TASK DESCRIPTION: Starting with the line that contains "Would you kindly pick out the weathered" and going on through the end of the material, please rewrite those lines with "fence" swapped for "railing" and everything else left as it is. Leave the pictures out of your answer.

Dataset excerpts on pointing at objects

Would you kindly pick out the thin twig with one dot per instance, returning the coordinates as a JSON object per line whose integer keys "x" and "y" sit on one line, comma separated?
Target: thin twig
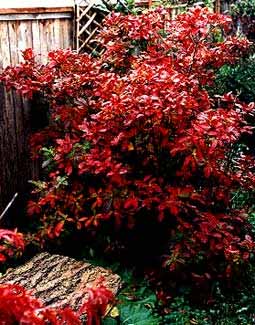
{"x": 8, "y": 206}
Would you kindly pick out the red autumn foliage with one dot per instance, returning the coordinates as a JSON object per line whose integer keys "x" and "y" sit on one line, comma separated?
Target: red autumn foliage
{"x": 134, "y": 134}
{"x": 11, "y": 244}
{"x": 25, "y": 309}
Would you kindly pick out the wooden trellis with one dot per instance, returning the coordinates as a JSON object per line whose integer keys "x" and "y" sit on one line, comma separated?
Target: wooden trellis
{"x": 88, "y": 23}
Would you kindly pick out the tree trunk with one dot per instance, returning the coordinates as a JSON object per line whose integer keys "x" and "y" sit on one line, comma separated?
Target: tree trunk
{"x": 59, "y": 280}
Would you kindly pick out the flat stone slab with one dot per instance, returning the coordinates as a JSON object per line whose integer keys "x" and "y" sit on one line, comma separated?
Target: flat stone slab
{"x": 60, "y": 280}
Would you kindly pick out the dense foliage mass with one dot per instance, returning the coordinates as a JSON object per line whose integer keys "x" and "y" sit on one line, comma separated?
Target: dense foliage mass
{"x": 135, "y": 142}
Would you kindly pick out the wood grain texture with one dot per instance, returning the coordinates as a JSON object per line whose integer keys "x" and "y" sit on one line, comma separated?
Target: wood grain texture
{"x": 16, "y": 168}
{"x": 60, "y": 280}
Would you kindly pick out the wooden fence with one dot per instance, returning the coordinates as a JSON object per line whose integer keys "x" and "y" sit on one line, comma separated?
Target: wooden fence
{"x": 42, "y": 29}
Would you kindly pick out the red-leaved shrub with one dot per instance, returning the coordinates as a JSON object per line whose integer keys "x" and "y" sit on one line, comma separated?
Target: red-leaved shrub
{"x": 135, "y": 137}
{"x": 11, "y": 244}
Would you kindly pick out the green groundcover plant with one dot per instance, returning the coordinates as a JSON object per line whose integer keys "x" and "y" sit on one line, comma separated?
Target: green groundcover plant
{"x": 138, "y": 150}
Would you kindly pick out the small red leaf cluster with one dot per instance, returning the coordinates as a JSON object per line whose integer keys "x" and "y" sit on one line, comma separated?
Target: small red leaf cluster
{"x": 18, "y": 306}
{"x": 11, "y": 244}
{"x": 134, "y": 134}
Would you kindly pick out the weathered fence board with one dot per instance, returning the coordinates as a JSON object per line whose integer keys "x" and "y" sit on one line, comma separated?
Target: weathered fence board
{"x": 17, "y": 33}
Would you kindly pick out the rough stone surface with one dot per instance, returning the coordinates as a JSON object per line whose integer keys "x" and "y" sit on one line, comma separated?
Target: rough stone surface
{"x": 60, "y": 280}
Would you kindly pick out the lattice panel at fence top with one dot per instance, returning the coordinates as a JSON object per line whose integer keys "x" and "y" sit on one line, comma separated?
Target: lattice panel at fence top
{"x": 88, "y": 24}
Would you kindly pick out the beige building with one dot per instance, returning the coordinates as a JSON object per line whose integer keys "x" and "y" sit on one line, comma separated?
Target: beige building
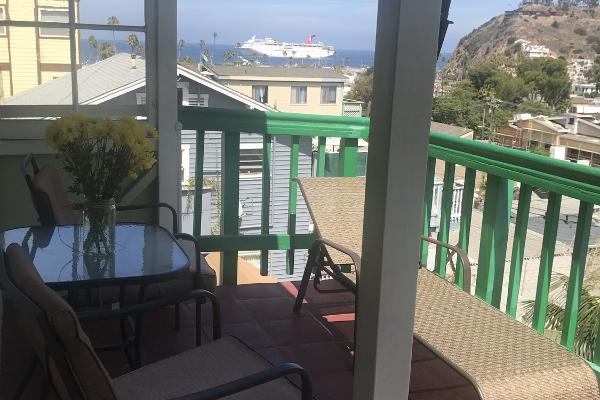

SOLUTION TO THIS EXERCISE:
Would you kindly pick out the weathered railing board with one dot per instance, returning the coordinates as a JSON object per line whose integer keys "x" and "y" sit on one line, comma separated?
Target: weathered railing board
{"x": 17, "y": 33}
Would you kindly pick out the rough stone surface with one dot per instance, returning the coordinates as a JSON object per line whose integer keys "x" and "y" sit on one line, comma separated?
Target: rough stone surface
{"x": 60, "y": 280}
Would you kindly pick out the lattice panel at railing top with one dot per instance, returning the coordinates as a JSON object per line whose integer keys "x" and "y" sit on one line, comma separated?
Target: lattice panel at railing top
{"x": 88, "y": 24}
Would you kindly pick out the beige building with one dot per instance, returning the coordinates as a JSON object per line whose integer keys "x" and "y" sit on one line, comma separated?
Target: beige building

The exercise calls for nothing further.